**TASK**.
Filter the data below for the string "rough" and copy each matching line.

(Stored dataset items)

--------------------

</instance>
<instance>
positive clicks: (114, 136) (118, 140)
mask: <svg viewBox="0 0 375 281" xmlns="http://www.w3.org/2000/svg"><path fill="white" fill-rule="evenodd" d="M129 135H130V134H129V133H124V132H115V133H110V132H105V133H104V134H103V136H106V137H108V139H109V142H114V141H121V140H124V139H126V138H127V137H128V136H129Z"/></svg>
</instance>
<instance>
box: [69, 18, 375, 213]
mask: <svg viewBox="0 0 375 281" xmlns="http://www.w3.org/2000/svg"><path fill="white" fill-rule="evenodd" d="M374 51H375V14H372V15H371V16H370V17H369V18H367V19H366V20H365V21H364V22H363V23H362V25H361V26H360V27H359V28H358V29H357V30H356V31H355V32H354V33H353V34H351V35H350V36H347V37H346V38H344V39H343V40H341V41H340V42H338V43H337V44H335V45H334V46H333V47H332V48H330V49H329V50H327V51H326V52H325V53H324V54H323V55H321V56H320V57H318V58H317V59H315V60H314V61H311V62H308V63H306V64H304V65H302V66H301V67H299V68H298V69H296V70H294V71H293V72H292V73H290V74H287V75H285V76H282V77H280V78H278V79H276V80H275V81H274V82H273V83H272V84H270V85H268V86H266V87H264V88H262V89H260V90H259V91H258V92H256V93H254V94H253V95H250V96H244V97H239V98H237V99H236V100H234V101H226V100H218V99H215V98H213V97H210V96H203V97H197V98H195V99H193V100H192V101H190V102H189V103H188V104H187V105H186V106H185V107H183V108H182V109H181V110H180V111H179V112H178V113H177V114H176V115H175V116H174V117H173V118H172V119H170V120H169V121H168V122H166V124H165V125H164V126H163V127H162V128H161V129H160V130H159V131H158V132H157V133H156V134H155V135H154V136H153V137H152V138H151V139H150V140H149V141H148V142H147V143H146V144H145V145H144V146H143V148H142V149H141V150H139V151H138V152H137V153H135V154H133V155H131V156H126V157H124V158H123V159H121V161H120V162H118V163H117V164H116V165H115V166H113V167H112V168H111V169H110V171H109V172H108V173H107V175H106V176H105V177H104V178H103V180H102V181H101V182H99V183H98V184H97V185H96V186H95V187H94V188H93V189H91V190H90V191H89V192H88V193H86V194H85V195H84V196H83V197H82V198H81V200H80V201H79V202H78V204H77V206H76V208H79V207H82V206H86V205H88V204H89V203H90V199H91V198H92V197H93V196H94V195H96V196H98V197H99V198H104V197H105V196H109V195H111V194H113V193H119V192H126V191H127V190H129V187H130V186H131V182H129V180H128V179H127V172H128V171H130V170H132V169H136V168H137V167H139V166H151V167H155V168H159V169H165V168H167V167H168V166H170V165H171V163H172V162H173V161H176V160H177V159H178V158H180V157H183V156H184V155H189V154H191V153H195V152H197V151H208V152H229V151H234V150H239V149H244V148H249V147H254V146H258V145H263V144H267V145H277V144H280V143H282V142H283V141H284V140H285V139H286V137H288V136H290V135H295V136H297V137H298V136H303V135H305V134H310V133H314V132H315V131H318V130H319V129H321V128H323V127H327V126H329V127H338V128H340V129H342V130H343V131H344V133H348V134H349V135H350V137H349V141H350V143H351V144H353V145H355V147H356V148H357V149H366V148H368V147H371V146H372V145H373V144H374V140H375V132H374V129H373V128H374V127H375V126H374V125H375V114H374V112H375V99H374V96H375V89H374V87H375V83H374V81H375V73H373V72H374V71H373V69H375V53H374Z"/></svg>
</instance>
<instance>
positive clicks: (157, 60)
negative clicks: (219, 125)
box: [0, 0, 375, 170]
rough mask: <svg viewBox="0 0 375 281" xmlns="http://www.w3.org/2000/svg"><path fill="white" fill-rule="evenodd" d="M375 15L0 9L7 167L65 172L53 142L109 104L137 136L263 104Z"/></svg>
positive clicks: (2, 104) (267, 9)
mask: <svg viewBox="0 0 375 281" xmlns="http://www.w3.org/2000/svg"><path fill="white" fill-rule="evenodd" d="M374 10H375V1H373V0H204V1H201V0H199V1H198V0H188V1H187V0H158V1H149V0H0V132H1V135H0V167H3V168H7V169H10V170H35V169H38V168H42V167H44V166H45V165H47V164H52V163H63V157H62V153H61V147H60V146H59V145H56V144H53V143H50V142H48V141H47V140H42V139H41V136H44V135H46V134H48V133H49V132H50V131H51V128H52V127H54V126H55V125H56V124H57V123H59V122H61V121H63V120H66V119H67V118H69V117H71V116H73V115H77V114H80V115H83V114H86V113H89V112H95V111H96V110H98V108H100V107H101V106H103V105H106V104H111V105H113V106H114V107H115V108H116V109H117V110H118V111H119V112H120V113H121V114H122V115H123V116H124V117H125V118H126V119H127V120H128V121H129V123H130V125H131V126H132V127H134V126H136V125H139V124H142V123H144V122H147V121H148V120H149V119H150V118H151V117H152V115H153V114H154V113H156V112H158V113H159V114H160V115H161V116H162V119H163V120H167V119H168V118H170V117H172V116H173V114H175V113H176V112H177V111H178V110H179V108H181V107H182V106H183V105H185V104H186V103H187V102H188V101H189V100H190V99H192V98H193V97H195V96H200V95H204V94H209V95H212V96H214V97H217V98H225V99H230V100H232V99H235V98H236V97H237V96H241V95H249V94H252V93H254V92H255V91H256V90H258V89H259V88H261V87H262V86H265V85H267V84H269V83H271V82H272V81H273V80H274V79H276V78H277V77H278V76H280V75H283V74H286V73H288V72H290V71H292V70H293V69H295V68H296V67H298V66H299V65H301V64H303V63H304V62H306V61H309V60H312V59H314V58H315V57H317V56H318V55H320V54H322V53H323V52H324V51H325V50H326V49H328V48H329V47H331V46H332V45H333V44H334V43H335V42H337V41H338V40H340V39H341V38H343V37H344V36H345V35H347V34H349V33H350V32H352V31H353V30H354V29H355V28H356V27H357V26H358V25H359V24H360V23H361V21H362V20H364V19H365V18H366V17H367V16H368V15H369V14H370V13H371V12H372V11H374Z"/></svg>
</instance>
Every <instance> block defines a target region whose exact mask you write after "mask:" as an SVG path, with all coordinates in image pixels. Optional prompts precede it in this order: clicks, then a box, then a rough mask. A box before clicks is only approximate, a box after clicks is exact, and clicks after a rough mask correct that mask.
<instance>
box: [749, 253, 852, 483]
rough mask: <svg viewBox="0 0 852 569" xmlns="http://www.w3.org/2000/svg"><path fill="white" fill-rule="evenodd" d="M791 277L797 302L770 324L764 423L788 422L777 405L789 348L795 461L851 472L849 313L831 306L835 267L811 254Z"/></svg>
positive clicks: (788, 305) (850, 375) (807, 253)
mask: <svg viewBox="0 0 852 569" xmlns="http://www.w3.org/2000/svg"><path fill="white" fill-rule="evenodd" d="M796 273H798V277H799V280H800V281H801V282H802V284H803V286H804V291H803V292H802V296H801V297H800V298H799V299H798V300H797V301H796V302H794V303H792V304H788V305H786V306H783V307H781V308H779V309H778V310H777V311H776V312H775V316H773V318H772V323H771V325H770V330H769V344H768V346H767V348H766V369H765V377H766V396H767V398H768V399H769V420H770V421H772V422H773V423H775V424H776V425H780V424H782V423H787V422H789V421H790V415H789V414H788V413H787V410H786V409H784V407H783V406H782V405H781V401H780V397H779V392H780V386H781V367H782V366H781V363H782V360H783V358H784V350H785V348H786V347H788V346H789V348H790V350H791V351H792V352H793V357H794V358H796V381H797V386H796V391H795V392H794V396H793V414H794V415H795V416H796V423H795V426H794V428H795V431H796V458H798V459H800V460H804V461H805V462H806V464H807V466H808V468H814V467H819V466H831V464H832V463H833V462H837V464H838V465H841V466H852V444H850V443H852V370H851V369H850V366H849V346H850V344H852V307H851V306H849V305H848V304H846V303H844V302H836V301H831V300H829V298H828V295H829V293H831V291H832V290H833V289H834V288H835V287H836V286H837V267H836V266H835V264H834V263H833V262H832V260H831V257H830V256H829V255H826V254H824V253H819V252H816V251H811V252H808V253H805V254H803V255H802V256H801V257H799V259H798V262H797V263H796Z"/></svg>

--------------------

**EXERCISE SOLUTION**.
rough mask: <svg viewBox="0 0 375 281" xmlns="http://www.w3.org/2000/svg"><path fill="white" fill-rule="evenodd" d="M375 15L0 9L7 167L65 172L53 142L109 104L137 136L263 104Z"/></svg>
Every <instance> block defines a target region whose exact mask you write after "mask:" as an SVG path, with all coordinates in image pixels. Optional prompts precede it in this order: clicks, then a box, then a rough mask. A box before clicks is only approximate, a box after clicks is exact, and clicks after a rough mask correct that mask.
rough mask: <svg viewBox="0 0 852 569" xmlns="http://www.w3.org/2000/svg"><path fill="white" fill-rule="evenodd" d="M791 277L797 302L770 324L764 423L788 422L777 405L789 348L795 461L851 472L849 313L831 306L835 267L811 254Z"/></svg>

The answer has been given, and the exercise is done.